"Eğer kapitalizmin krizini aşabilmek açısından içeride müdahaleyi gerektirecek herhangi durum ortaya çıkarsa asker yine geçmiştekileri çağrıştıran müdahaleler gerçekleştirebilir. 28 Şubat'la 12 Eylül tarzı müdahalenin son bulduğu söylenemez. Biçimsel değişiklikler arka plandaki dinamikleri örtüyor."
28 Şubat'ın 12. yılında "Geçmişten Geleceğe Ordu" ve "Cumhuriyet Kültürünün Oluşum Sürecinde Bir İdeolojik Aygıt Olarak Silahlı Kuvvetler ve Modernizm" kitaplarının yazarı Serdar Şen'le askerin siyasete müdahalesini konuştuk.
"Türk Silahlı Kuvvetleri'nin (TSK) kendi içindeki yapısal dönüşümüyle birlikte siyasal alana müdahalesi öncelikle 28 Şubat'la birlikte değişti. Post modern olarak adlandırılan bir tarza yönelindi, 12 Eylül'deki açık darbeden farklı olarak. Asıl önemli olan bu değişiklerin gerekçeleri."
Şen'e göre 12 Eylül 1980'de ordu sistemin rejim krizini aşarken kendisini ifade etme araçlarını farklılaştırdı. Hem ekonomik hem ideolojik anlamda toplumun tümünü harekete geçirme zeminleri kaybolmaya başladı.
Ordunun siyasal etkinliğini asla kaybetmediğini söyleyen Şen "Daha önceden içe yönelik bir süreçte müdahale yaşanırken bölge stratejilerindeki gelişmesinin etkisiyle ordu dış dünyaya bakışla kendini besler hale geldi" dedi.

## Yapılacak görev
Lütfen kaynak metne göre Türk Silahlı Kuvvetleri'nin siyasal alana müdahalesinin öncelikle hangi tarihle birlikte değiştiğini yazın. Buradan sonraki malzeme kaynak metinden ayrıdır.

## Veri listesi
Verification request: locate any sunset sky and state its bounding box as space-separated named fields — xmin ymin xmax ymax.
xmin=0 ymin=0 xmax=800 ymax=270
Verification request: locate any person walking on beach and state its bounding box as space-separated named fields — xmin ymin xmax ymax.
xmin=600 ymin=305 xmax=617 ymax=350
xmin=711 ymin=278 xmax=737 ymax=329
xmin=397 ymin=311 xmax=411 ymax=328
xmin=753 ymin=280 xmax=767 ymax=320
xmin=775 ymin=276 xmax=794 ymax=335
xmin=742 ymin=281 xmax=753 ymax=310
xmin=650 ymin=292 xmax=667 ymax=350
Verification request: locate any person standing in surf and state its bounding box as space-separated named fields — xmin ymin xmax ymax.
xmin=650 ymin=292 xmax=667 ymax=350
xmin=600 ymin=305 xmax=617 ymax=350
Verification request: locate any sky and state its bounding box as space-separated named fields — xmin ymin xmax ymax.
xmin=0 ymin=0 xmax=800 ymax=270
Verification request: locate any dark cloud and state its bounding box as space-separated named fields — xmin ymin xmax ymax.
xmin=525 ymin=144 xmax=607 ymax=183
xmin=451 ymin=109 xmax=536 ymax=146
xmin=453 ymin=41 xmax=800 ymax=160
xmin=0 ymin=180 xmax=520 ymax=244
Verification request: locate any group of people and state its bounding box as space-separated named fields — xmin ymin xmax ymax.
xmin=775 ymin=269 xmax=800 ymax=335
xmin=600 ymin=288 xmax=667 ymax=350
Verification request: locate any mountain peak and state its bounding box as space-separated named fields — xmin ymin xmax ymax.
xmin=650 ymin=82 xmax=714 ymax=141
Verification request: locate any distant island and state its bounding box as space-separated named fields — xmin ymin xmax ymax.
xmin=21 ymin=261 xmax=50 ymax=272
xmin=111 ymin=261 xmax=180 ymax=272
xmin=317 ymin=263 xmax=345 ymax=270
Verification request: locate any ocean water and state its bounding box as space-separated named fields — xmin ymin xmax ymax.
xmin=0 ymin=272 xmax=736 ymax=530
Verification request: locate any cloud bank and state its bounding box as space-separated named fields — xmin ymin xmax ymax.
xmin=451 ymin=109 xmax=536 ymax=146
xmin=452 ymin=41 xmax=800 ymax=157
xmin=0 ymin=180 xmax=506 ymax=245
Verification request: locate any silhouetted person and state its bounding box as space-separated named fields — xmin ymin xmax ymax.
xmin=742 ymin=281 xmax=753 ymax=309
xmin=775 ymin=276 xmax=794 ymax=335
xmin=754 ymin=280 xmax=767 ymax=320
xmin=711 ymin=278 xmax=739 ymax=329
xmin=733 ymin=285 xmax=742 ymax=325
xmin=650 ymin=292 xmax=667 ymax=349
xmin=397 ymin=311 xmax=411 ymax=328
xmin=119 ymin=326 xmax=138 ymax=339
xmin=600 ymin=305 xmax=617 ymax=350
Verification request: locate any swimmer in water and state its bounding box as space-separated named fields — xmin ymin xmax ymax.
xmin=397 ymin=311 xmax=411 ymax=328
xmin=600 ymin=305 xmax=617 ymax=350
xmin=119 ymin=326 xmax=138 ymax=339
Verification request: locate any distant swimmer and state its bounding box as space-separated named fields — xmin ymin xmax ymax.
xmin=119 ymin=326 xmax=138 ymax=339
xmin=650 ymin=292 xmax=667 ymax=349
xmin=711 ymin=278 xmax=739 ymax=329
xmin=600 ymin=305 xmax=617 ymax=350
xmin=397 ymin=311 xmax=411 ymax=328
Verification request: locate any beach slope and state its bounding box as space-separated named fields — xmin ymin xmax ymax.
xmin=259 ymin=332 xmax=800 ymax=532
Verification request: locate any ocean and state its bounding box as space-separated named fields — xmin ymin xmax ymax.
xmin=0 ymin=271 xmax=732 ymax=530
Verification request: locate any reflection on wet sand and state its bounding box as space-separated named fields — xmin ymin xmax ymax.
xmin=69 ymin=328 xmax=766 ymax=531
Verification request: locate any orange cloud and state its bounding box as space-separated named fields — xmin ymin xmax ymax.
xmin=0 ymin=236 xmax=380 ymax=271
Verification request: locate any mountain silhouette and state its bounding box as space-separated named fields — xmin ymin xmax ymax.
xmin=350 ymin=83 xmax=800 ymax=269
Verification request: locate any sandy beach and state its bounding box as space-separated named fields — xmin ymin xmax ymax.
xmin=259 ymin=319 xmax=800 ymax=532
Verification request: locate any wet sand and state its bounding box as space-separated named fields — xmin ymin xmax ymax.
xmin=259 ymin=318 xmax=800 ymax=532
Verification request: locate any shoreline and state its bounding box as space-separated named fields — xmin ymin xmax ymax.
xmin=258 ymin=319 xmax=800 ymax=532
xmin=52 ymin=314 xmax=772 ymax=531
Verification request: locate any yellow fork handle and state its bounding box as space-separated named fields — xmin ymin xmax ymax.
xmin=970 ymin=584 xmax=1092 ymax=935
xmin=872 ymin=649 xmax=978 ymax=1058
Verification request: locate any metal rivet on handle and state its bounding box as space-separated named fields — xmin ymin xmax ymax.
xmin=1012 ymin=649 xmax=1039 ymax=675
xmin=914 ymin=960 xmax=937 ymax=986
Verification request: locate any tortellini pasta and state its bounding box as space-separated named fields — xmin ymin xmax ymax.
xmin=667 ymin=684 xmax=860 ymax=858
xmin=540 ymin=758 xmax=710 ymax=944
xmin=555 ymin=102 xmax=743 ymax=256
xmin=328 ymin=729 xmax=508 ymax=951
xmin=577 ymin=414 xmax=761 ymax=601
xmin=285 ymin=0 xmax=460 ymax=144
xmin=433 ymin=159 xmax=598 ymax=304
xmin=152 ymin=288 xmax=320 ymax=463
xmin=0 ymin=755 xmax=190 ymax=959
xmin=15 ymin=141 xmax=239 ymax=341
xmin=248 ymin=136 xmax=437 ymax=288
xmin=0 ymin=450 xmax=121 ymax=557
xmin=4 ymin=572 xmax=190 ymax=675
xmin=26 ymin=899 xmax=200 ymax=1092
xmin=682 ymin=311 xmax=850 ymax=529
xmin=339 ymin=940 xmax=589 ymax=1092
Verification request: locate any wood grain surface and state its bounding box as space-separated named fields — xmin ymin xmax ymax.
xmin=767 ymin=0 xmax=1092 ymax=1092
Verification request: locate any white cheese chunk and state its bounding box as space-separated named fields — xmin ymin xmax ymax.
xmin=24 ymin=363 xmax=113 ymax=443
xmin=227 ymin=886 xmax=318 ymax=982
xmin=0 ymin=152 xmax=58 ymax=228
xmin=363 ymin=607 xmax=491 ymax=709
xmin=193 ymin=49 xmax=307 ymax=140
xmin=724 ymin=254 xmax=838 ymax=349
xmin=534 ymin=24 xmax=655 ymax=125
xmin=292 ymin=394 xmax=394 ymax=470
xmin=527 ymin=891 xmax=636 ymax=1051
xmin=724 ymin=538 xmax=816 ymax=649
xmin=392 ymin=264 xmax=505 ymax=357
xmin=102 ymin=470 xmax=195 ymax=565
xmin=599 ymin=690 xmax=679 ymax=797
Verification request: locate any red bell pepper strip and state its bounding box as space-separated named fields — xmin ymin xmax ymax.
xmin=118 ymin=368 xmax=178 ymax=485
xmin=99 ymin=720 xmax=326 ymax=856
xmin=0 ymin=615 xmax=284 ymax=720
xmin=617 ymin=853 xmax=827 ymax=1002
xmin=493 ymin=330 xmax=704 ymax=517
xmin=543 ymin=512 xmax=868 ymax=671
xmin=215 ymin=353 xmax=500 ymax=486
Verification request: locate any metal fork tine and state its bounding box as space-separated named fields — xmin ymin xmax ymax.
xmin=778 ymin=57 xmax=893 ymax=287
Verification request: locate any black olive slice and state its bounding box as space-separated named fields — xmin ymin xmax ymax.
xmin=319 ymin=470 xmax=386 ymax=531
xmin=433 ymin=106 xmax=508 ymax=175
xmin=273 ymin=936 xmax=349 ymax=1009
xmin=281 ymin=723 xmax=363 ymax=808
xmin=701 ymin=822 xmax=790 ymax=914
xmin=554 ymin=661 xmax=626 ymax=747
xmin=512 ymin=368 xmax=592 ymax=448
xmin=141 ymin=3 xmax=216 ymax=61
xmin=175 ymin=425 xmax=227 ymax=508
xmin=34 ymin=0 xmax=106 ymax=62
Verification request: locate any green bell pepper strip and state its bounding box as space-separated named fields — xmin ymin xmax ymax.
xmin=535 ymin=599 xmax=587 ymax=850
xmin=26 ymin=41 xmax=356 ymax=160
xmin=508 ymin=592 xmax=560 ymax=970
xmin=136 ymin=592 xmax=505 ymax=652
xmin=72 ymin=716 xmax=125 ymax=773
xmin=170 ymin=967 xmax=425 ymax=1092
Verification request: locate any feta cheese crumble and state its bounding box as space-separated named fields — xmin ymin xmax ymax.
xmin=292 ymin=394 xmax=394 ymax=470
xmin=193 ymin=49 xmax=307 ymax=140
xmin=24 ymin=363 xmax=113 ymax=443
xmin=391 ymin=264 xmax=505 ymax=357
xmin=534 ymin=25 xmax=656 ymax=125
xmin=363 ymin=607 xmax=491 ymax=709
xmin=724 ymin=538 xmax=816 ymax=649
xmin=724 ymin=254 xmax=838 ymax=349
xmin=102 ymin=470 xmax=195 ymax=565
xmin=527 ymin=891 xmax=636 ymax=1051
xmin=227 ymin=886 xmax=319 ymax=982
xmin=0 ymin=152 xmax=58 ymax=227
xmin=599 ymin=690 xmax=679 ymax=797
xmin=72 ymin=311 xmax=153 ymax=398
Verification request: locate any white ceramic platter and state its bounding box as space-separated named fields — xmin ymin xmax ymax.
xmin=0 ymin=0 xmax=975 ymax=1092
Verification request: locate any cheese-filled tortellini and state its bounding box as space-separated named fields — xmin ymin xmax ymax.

## Yanıt
Öncelikle 28 Şubat'la birlikte değişti.